Each line of the listing that includes "below" should be reported.

[[ Entries supplied open ]]

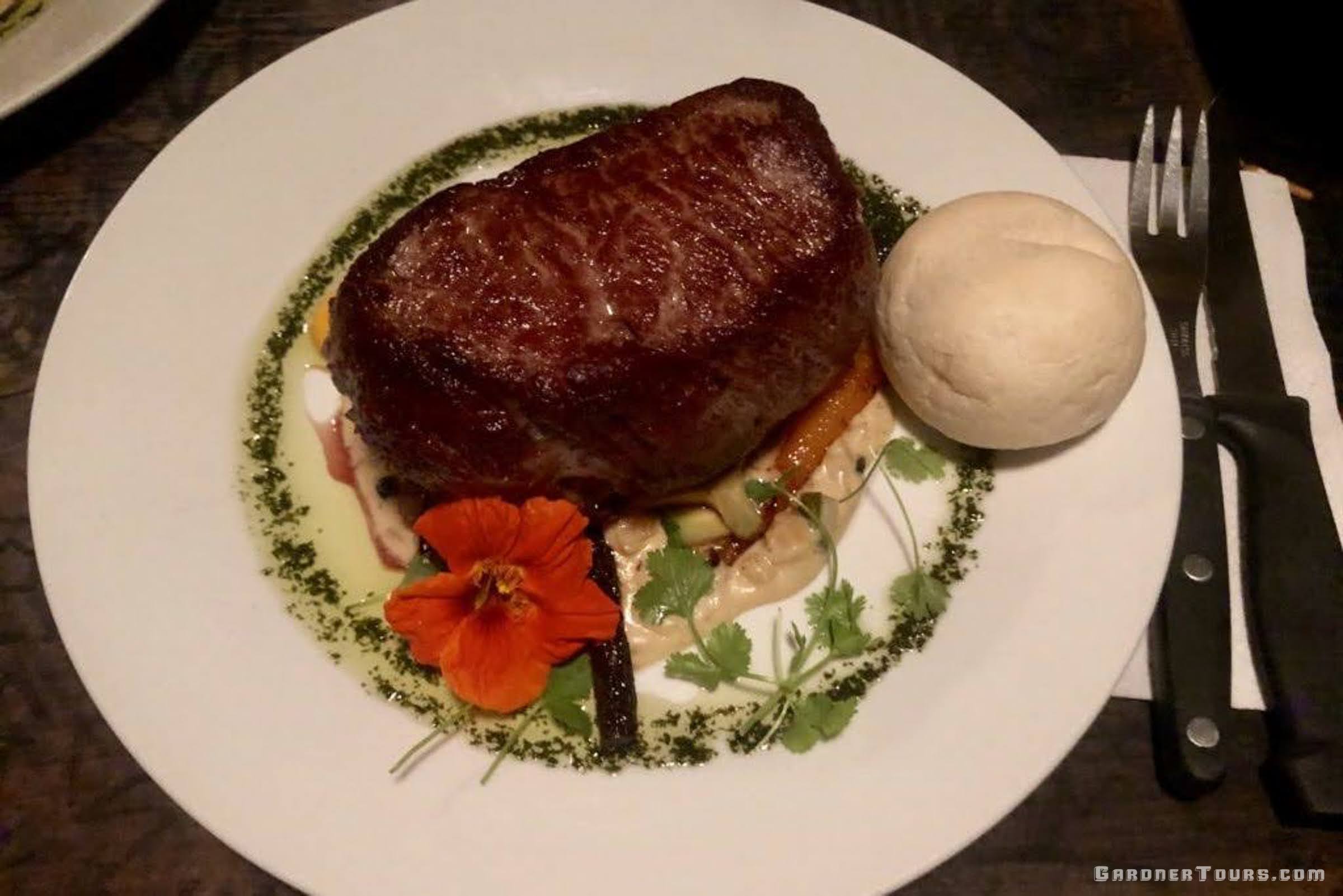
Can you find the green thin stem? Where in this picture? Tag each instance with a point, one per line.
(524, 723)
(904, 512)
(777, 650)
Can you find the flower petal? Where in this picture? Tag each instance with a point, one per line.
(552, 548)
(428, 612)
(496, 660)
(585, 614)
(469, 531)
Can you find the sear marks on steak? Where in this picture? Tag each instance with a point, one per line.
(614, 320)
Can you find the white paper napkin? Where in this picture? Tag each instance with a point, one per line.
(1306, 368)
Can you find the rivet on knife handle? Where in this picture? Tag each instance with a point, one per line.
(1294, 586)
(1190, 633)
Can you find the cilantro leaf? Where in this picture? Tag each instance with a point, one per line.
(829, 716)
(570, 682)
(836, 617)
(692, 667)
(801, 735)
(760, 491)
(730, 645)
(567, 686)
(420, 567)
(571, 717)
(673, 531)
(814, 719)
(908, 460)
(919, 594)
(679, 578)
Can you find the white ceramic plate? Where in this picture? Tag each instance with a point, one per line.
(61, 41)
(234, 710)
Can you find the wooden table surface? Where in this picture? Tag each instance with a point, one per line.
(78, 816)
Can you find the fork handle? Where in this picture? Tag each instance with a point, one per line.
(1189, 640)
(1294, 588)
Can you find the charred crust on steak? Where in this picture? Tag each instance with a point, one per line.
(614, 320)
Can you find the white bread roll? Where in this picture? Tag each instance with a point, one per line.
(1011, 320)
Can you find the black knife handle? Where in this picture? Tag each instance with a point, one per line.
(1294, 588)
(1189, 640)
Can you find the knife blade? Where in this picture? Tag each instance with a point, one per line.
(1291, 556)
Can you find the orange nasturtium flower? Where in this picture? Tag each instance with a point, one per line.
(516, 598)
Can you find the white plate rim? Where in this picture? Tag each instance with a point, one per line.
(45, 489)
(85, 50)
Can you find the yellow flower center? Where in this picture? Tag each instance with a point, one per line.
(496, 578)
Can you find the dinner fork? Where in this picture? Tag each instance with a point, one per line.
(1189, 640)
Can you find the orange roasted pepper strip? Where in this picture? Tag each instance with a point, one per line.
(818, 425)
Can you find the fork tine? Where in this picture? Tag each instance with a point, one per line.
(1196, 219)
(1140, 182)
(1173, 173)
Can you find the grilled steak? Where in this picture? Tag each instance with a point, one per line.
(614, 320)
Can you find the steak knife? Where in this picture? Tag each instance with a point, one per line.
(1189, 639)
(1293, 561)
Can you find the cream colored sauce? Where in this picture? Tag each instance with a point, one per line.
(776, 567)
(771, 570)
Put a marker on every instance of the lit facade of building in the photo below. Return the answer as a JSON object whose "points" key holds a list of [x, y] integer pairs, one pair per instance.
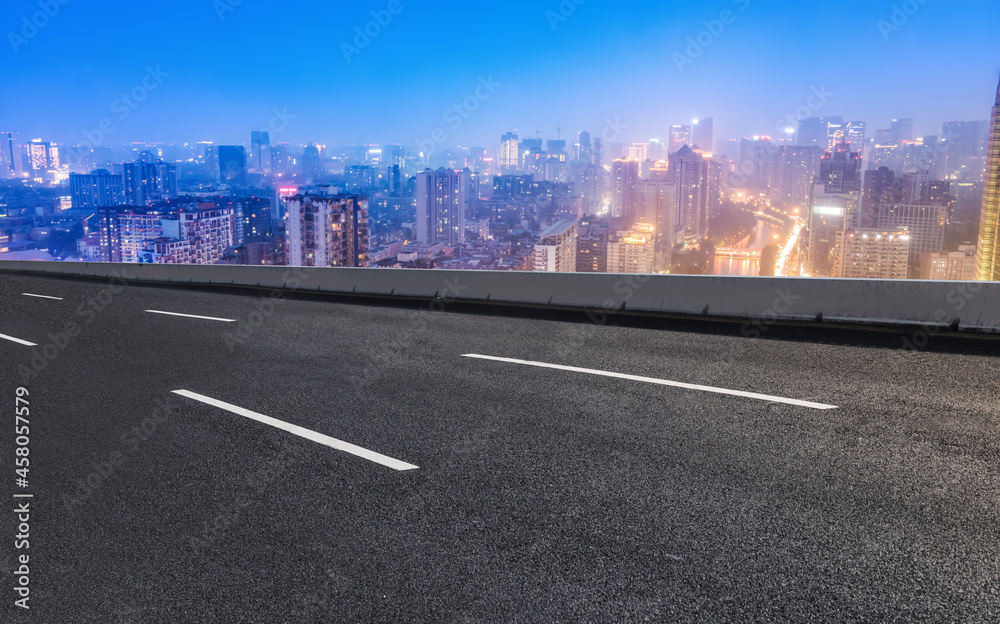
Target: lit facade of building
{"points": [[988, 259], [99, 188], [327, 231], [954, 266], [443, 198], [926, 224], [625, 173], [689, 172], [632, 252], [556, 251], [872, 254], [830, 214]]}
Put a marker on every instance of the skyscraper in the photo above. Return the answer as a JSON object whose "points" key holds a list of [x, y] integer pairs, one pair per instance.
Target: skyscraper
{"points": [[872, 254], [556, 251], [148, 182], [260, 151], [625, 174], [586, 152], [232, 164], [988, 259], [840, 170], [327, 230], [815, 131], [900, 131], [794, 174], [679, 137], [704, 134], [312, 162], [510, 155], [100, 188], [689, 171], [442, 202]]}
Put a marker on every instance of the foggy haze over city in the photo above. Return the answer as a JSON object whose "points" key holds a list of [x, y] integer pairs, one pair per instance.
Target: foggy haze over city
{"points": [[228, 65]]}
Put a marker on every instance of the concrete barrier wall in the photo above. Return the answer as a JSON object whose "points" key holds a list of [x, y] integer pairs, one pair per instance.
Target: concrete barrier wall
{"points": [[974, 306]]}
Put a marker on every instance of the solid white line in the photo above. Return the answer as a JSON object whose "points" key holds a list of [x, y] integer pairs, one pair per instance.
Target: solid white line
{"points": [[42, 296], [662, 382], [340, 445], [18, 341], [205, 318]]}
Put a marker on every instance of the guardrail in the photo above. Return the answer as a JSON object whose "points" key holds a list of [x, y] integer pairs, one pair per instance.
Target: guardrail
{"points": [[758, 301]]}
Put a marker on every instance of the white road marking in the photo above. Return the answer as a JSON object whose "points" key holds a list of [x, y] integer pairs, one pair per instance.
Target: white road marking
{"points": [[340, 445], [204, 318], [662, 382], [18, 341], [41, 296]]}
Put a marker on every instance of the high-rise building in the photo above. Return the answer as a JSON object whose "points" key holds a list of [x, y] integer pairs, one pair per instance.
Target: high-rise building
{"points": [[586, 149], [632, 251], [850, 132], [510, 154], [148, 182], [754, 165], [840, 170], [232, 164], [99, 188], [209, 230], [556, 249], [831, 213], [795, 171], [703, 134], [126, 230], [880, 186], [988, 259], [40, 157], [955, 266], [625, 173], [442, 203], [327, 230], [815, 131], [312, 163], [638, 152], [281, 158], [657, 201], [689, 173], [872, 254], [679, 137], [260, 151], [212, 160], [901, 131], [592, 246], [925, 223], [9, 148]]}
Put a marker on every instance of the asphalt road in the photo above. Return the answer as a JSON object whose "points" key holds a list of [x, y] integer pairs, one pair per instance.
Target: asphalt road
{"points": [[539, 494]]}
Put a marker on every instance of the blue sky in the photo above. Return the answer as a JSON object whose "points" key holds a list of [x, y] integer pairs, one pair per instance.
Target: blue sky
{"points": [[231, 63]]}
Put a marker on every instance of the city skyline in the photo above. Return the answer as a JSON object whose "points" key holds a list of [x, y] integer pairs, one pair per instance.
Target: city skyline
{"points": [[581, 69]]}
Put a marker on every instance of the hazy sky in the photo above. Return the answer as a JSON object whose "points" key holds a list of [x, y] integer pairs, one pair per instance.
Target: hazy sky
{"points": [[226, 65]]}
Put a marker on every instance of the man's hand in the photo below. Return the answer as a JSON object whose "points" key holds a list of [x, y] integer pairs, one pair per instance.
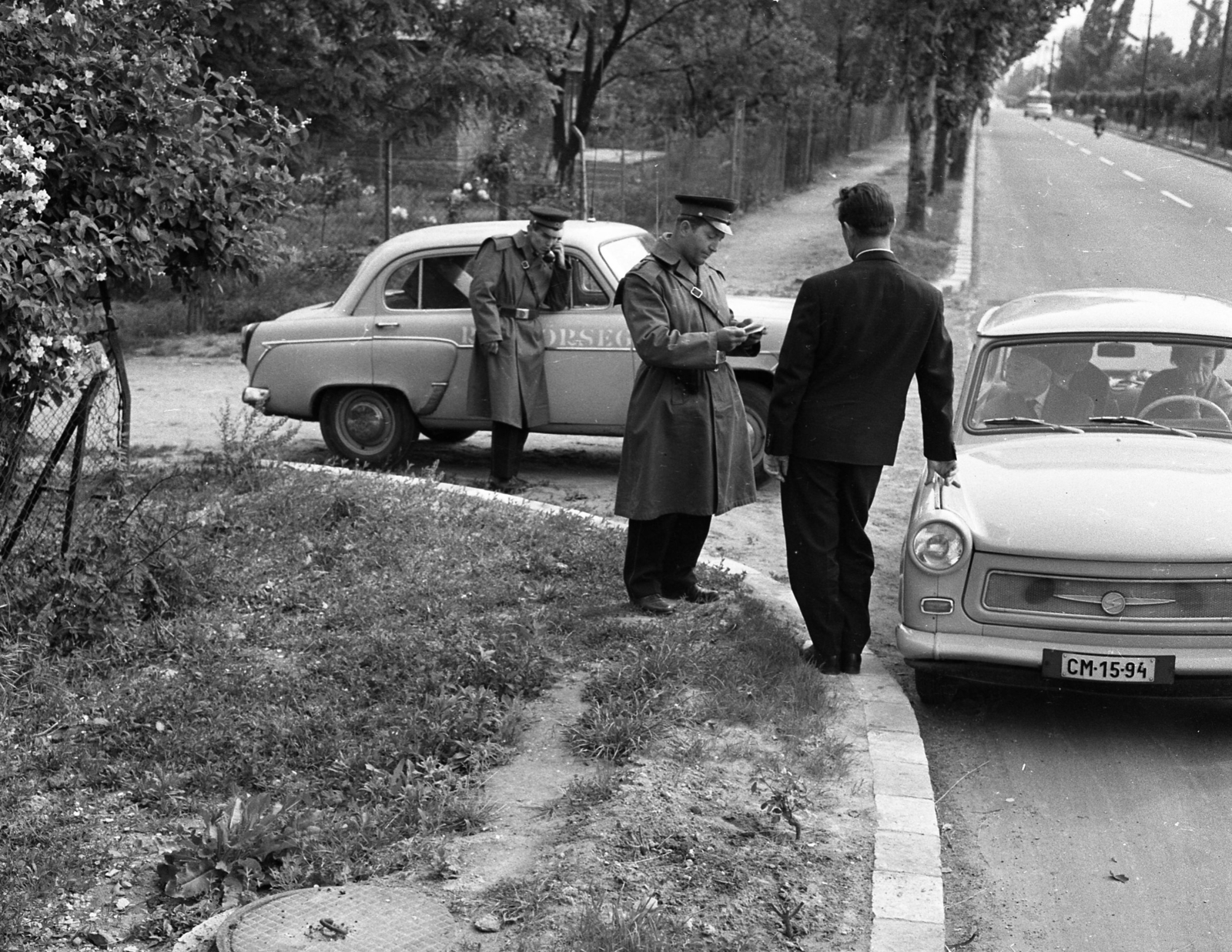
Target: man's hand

[[ Entries supplied closed ]]

> Result
Put a marker on every instance of the lit facade of building in the photo below. Return the answer as a JSON object whose "points" key holds a list of [x, y] integer pairs, one pair per instance.
Put a marker on every instance of the man's hand in the photo below. Return the answer as a JSON object whose "points" key holds a list of [x, y] integer pairs, one pair per instance.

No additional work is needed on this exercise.